AIM: Please set down, word for word, the part of the course descriptions that opens with the words containing "An introductory course" and closes with "Neuroscience Behavioral Elective)".

-------- TEXT TO READ

CRWR 212: Introduction to Creative Writing (GER 6)

In this course, students will be introduced to craft of writing fiction, poetry, and drama. Through readings and class discussions, students will learn the basics of contemporary techniques in these fields. Then, with weekly writing assignments and in-class workshops, students will put these techniques into practice. They will complete a short story and several smaller writing assignments during the session.


KINE 350:  The Science of Nutrition (GER2b)

An introductory course which begins with the anatomy and physiology of the gastrointestinal system. Individual nutrients will be discussed and there will be in-depth treatment of life cycle nutrition issues. Guest speakers will supplement lectures relative to nutrition research and public policy. 


KINE 352: Nutrition and the Brain - The Psychology of Eating and Drinking (GER2b, GER 3, Neuroscience Behavioral Elective)

Although the science of nutrition and brain function is relatively new and is still evolving, certain nutrients in foods are known to be essential to human brain function. Through exploration of past and current research in the area of nutrition science, students will be exposed to the development of the body of literature exploring the effects of various nutrients found in food and how these nutrients affect the brain and subsequent behavior.  


Arab/AMES 311: The Arab American Experience (GER 4b)

This course looks at the Arab experience in America. The course will be divided between the street and the classroom. In class, we explore the experience of Arab immigrants in the United States since the beginning of the 20th century. We will investigate a variety of material including fiction, autobiography, and film (in English or translation), which will reflect Arab cultural engagement with North America, the process of assimilation, and also the racial histories of a number of different waves of immigrants. We will also research contemporary issues in the Arab American community including issues of gender, Islamophobia and racial profiling. This academic work will be the backdrop for our excursions into the Washington community and political culture. Namely, we will have meetings with prominent civil rights and government institutions and figures.

----------------
-------- DATASET RECORDS

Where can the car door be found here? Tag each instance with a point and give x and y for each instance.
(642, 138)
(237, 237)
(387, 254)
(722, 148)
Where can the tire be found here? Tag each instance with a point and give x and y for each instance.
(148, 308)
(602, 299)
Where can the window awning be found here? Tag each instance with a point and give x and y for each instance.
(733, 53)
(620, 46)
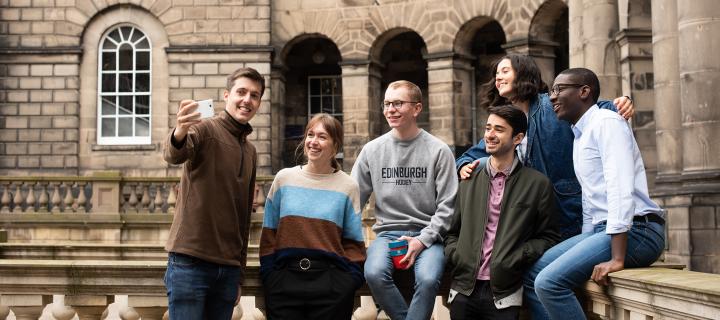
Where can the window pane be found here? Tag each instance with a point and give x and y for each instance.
(142, 104)
(314, 86)
(108, 83)
(108, 61)
(315, 105)
(337, 86)
(125, 32)
(108, 105)
(125, 82)
(142, 82)
(142, 61)
(125, 127)
(136, 36)
(143, 44)
(115, 35)
(107, 44)
(338, 104)
(142, 127)
(125, 53)
(125, 106)
(108, 129)
(326, 87)
(327, 105)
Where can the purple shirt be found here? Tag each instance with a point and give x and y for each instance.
(497, 188)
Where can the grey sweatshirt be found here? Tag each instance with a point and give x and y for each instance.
(414, 183)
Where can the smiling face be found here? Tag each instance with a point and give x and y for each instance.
(499, 138)
(505, 79)
(319, 146)
(404, 117)
(243, 99)
(567, 98)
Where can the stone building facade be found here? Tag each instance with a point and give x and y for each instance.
(90, 85)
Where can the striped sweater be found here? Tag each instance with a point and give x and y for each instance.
(314, 216)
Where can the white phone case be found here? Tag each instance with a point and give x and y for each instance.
(205, 107)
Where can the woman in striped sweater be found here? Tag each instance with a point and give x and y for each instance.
(311, 247)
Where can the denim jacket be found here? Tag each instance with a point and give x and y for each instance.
(549, 150)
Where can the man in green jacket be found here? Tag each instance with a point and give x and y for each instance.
(504, 220)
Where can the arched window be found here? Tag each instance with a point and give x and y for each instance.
(124, 87)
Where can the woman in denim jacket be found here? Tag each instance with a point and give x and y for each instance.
(547, 147)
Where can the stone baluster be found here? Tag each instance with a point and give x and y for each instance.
(43, 201)
(81, 199)
(133, 201)
(4, 312)
(145, 200)
(5, 200)
(89, 307)
(17, 199)
(55, 201)
(26, 306)
(148, 307)
(30, 200)
(69, 199)
(62, 312)
(172, 198)
(158, 202)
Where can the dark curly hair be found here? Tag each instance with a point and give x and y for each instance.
(528, 82)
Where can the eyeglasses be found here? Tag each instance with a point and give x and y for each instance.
(556, 89)
(395, 104)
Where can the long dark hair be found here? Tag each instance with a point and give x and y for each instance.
(528, 82)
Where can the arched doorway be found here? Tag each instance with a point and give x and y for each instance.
(482, 40)
(312, 85)
(401, 57)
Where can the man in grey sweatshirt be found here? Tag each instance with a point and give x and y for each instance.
(412, 174)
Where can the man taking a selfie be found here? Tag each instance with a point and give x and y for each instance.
(208, 239)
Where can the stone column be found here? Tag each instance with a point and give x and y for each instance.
(668, 124)
(592, 44)
(543, 52)
(698, 43)
(362, 112)
(277, 116)
(636, 67)
(449, 95)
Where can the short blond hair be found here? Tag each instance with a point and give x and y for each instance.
(413, 89)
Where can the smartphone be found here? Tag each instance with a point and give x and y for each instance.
(205, 107)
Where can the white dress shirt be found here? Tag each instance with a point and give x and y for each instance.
(610, 170)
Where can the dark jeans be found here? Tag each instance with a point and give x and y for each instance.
(326, 292)
(480, 305)
(198, 289)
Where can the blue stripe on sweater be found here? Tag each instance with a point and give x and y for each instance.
(316, 204)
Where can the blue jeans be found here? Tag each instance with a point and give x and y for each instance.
(568, 265)
(198, 289)
(428, 269)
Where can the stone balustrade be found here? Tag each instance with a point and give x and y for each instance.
(27, 286)
(101, 192)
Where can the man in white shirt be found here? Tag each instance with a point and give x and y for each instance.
(622, 227)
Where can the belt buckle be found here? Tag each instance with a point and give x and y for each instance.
(304, 264)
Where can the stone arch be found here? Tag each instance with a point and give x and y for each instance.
(400, 54)
(91, 156)
(311, 83)
(549, 33)
(635, 14)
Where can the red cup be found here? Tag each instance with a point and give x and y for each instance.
(398, 249)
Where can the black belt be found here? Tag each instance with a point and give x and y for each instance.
(650, 217)
(307, 264)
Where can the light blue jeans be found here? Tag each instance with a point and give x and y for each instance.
(428, 269)
(198, 289)
(568, 265)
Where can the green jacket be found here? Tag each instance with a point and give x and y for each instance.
(527, 227)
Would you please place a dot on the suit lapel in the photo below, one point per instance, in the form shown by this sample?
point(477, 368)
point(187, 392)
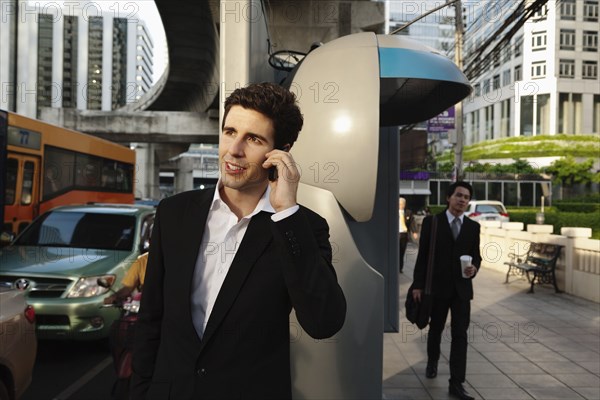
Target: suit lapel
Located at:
point(192, 228)
point(256, 238)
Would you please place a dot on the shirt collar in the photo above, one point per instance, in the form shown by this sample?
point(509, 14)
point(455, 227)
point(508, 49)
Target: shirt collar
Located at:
point(264, 204)
point(451, 217)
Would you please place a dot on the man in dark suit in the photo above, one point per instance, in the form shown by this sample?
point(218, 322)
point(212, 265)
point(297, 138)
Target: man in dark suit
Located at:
point(226, 266)
point(456, 235)
point(404, 221)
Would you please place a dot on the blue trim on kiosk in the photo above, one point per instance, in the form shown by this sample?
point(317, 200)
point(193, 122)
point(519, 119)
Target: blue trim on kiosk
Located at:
point(407, 63)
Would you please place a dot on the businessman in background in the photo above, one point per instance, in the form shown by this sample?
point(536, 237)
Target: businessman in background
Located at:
point(456, 235)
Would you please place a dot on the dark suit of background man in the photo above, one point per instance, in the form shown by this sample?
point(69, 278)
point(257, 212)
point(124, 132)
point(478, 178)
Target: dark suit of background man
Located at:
point(450, 290)
point(226, 267)
point(404, 221)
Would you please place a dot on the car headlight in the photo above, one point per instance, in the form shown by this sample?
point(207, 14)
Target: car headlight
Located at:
point(88, 286)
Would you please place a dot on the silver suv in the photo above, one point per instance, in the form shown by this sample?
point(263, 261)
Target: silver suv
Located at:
point(60, 256)
point(487, 210)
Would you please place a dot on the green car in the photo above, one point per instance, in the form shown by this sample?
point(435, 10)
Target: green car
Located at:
point(59, 258)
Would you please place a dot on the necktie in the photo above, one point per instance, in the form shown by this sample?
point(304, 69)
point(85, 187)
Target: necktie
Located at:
point(455, 227)
point(402, 222)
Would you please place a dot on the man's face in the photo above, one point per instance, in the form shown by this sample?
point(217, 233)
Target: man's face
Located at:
point(458, 201)
point(246, 137)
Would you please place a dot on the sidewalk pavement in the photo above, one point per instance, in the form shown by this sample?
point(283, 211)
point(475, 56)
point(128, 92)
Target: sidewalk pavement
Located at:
point(521, 345)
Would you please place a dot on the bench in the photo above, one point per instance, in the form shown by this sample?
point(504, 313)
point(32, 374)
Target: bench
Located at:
point(539, 260)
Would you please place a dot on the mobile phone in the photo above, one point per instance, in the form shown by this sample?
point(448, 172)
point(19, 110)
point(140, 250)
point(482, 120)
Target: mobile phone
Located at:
point(273, 170)
point(273, 174)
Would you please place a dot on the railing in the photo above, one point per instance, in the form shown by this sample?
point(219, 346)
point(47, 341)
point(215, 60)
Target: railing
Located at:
point(578, 268)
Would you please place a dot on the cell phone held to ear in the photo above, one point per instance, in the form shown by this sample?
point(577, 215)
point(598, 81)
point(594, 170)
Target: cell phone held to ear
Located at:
point(273, 175)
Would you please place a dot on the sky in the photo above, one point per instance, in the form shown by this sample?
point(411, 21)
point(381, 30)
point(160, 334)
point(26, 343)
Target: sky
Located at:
point(142, 9)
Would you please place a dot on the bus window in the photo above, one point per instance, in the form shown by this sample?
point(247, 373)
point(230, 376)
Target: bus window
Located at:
point(27, 185)
point(12, 167)
point(58, 171)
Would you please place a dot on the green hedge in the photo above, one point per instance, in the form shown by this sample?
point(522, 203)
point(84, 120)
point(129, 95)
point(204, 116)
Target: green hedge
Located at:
point(564, 205)
point(558, 219)
point(553, 216)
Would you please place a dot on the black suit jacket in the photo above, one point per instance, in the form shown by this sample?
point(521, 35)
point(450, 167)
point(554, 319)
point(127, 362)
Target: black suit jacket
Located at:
point(447, 273)
point(244, 352)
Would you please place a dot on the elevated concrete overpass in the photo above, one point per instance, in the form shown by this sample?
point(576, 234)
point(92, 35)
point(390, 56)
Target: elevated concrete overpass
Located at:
point(183, 106)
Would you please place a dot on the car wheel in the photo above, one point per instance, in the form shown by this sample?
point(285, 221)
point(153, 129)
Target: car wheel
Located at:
point(3, 392)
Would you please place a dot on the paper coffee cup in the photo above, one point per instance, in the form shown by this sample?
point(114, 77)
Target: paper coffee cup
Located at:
point(465, 261)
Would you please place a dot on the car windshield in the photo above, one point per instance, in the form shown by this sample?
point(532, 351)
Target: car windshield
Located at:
point(489, 209)
point(80, 229)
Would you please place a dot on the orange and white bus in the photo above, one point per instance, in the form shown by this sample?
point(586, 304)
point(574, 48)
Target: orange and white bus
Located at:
point(44, 166)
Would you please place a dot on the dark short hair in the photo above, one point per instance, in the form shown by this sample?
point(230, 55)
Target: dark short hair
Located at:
point(273, 101)
point(452, 188)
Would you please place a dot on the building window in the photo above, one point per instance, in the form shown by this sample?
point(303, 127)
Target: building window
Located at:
point(475, 126)
point(542, 122)
point(567, 39)
point(119, 64)
point(589, 70)
point(566, 69)
point(568, 10)
point(506, 78)
point(570, 113)
point(538, 41)
point(489, 122)
point(70, 83)
point(507, 53)
point(496, 59)
point(596, 112)
point(538, 69)
point(541, 13)
point(590, 10)
point(518, 46)
point(590, 41)
point(505, 118)
point(44, 72)
point(94, 89)
point(496, 82)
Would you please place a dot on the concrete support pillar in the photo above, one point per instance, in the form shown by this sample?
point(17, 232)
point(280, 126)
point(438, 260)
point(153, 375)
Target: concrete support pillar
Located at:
point(146, 172)
point(184, 177)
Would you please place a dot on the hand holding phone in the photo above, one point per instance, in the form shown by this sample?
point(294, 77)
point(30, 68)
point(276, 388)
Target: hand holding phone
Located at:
point(273, 175)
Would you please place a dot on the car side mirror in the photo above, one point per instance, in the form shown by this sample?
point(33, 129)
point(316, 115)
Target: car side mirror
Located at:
point(103, 282)
point(145, 246)
point(7, 238)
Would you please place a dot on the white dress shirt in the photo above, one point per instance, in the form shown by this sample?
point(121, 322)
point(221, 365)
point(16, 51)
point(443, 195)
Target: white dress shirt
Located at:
point(222, 237)
point(451, 217)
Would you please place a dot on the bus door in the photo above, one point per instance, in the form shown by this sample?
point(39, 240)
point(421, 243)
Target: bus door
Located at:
point(21, 202)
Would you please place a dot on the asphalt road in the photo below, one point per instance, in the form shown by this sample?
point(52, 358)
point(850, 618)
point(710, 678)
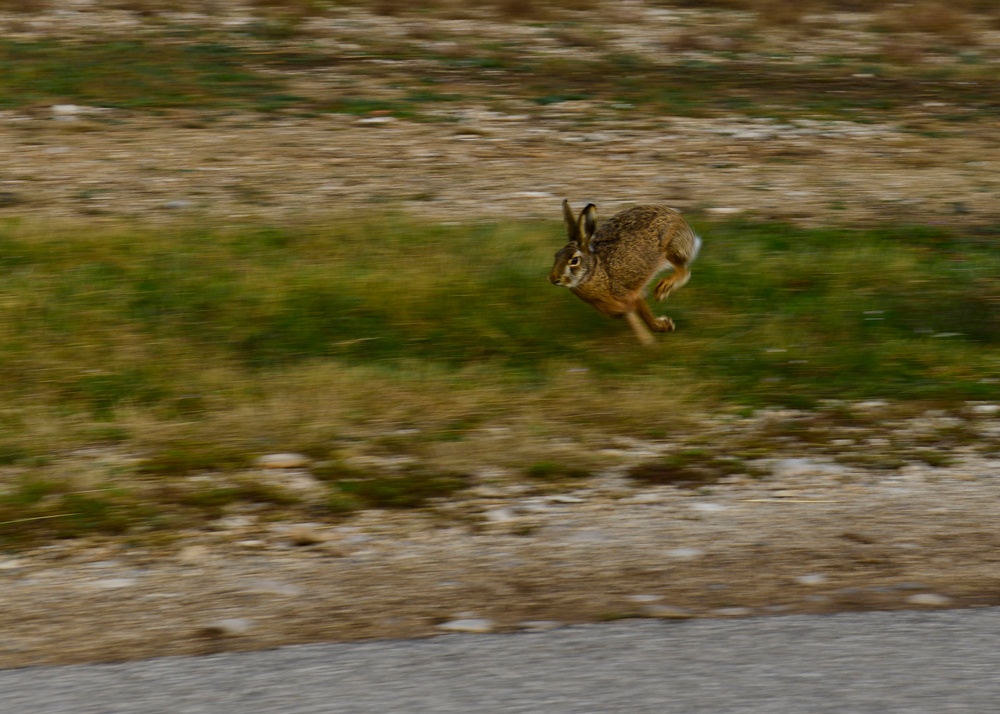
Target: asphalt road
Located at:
point(946, 661)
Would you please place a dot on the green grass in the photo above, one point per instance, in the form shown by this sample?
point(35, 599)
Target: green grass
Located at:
point(195, 350)
point(135, 74)
point(98, 321)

----------------

COMPLETED EXERCISE:
An introductory course which begins with the anatomy and physiology of the gastrointestinal system. Individual nutrients will be discussed and there will be in-depth treatment of life cycle nutrition issues. Guest speakers will supplement lectures relative to nutrition research and public policy. 


KINE 352: Nutrition and the Brain - The Psychology of Eating and Drinking (GER2b, GER 3, Neuroscience Behavioral Elective)